◆ **YOUR GOAL**
Begin at the line below that contains "concrete ledge, returned" and write out every line from there to the end of the entries, exactly.

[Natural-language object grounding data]
=-=-=

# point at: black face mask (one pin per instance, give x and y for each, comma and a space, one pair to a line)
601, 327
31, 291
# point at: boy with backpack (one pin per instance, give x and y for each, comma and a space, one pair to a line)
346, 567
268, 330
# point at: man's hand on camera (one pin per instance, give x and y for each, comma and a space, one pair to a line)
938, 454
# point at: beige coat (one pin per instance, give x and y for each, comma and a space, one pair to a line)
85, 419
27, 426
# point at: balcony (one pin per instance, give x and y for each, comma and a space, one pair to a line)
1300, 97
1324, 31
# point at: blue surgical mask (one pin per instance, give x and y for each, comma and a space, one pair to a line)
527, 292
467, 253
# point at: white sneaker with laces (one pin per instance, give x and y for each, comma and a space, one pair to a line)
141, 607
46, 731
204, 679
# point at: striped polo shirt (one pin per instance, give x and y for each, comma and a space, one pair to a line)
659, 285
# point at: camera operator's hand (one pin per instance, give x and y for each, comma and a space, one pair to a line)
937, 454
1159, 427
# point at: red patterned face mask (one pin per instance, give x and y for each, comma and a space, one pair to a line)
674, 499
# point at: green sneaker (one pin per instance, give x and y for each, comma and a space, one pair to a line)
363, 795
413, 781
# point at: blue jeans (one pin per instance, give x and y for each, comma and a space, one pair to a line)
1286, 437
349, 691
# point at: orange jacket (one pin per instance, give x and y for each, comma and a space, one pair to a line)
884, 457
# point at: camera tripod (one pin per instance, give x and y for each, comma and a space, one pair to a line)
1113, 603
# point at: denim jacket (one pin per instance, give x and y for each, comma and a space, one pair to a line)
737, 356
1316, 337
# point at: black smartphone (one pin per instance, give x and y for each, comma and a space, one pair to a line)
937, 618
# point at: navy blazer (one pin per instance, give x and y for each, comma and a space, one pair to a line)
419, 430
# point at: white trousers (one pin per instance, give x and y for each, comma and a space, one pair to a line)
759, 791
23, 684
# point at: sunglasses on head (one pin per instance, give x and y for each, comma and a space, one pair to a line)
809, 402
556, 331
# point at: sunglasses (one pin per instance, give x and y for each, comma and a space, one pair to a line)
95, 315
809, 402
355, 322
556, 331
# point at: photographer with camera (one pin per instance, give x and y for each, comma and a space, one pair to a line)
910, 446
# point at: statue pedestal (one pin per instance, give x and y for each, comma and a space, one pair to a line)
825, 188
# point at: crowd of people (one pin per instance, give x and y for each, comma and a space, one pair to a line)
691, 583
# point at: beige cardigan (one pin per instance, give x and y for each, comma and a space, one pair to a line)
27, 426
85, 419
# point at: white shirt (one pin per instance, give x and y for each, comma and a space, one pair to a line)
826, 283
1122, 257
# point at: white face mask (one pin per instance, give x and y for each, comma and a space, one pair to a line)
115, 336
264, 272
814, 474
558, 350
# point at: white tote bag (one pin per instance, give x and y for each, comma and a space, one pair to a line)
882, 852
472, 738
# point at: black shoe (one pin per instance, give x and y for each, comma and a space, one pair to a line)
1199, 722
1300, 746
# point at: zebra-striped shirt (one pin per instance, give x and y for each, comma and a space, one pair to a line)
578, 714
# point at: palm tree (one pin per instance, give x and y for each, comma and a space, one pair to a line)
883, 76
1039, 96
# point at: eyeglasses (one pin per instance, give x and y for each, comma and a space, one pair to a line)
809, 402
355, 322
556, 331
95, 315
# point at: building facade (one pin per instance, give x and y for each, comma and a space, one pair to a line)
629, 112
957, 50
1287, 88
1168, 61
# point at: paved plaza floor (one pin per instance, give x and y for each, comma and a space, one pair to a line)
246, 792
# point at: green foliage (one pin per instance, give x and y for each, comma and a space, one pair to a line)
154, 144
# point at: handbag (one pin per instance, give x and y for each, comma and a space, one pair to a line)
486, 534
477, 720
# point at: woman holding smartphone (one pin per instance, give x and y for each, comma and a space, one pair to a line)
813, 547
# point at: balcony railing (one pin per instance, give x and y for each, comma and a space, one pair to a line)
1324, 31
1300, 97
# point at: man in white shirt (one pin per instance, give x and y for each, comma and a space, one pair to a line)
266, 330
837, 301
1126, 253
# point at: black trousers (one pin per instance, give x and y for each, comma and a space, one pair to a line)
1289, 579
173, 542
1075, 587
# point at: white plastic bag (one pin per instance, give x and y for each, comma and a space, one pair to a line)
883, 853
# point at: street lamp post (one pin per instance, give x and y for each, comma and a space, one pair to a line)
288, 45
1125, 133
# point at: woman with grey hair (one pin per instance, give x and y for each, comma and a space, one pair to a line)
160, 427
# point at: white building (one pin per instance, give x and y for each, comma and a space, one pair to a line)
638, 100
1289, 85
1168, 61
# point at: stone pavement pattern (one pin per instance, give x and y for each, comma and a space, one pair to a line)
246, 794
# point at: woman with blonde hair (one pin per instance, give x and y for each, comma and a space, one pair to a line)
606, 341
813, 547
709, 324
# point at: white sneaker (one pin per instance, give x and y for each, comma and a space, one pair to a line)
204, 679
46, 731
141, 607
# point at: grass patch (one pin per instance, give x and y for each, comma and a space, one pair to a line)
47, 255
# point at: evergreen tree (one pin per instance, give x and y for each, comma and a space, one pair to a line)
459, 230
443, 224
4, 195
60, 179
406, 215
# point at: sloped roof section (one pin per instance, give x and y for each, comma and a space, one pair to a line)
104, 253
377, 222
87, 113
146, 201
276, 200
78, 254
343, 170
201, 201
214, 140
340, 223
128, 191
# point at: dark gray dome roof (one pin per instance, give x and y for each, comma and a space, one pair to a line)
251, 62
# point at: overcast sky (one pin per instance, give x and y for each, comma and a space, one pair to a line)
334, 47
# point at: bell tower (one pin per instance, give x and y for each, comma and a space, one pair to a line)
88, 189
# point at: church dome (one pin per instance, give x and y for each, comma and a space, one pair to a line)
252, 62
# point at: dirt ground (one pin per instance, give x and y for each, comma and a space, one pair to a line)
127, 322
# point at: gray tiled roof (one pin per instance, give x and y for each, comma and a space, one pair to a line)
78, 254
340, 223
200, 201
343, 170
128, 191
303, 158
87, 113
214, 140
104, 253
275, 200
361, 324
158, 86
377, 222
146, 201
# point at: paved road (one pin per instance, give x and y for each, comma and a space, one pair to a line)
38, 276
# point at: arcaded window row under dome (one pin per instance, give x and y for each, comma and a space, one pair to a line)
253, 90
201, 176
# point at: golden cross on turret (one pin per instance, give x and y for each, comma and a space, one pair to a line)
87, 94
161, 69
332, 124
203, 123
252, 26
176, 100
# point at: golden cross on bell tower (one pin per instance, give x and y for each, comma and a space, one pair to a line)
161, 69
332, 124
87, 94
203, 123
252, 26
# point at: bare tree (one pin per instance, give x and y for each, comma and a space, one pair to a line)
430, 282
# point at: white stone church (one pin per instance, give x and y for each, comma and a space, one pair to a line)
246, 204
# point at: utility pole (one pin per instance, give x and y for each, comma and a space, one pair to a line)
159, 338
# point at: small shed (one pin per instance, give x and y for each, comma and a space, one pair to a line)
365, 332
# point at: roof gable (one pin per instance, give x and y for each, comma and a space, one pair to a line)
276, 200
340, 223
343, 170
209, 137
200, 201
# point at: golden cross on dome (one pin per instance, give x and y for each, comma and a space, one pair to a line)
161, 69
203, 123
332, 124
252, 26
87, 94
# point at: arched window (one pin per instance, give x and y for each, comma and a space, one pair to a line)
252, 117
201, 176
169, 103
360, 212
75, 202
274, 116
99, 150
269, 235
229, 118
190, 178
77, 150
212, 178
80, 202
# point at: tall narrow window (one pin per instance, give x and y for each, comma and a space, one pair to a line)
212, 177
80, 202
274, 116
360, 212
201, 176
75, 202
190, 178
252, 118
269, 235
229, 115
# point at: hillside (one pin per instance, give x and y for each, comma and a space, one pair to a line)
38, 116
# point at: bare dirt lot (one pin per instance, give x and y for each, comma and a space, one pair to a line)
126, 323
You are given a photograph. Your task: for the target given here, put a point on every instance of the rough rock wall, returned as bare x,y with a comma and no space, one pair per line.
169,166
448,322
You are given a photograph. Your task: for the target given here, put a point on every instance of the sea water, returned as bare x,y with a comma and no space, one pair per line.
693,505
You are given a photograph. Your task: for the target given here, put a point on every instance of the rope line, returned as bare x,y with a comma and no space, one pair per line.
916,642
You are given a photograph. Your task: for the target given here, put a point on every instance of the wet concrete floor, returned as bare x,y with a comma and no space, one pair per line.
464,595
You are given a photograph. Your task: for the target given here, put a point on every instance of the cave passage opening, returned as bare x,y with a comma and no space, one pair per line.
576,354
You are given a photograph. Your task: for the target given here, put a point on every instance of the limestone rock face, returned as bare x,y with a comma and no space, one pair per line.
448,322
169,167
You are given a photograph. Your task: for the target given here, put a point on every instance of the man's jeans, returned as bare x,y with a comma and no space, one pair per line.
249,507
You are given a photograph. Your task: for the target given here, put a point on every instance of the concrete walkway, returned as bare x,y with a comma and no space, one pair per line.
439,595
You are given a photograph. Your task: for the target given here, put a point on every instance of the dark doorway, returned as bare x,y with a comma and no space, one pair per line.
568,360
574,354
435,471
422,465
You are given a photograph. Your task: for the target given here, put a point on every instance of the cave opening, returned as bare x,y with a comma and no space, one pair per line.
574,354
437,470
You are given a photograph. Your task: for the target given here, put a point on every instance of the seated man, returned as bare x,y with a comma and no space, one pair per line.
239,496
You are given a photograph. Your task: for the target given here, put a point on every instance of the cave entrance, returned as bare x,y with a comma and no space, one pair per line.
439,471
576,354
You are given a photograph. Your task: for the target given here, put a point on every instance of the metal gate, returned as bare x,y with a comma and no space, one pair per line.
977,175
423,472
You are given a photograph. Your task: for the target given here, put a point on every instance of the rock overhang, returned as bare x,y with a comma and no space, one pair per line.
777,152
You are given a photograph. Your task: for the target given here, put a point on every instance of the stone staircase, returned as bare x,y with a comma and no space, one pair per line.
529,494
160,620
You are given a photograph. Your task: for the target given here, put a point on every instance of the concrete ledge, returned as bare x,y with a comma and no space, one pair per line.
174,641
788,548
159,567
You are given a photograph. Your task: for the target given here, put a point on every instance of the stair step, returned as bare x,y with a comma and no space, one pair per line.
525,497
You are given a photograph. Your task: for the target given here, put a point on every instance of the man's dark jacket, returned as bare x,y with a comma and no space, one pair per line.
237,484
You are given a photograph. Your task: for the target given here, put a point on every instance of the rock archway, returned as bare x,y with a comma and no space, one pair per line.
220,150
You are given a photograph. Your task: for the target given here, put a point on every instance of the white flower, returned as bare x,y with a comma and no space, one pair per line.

=-=-=

◆ **RESPONSE BELOW**
You are given a photograph. Your task: for the target given here, put a point on every instance of the concrete ledge, returned as bare x,y with a comma and no space, one pair per line.
174,641
788,548
159,567
You are given a photograph. Your task: for the target given here, put a point on every instance of the stair step, returned as bare x,y with a comma and no space, one pair per line.
525,497
You are given a photograph. Your task: for the target given here, put a point on every instance of the man's dark jacket, returned as bare x,y with a comma and no space, one pair per line.
237,484
You are given a photograph. Your task: for the target given here, put a point on every instance of the rock archway, returned as bare x,y with a comma and no space, one pair per line.
220,150
You are given a photograph. Your task: for the target given here, put a point on every instance of the white flower, returned as bare x,y with a comma and no space, one pair per line.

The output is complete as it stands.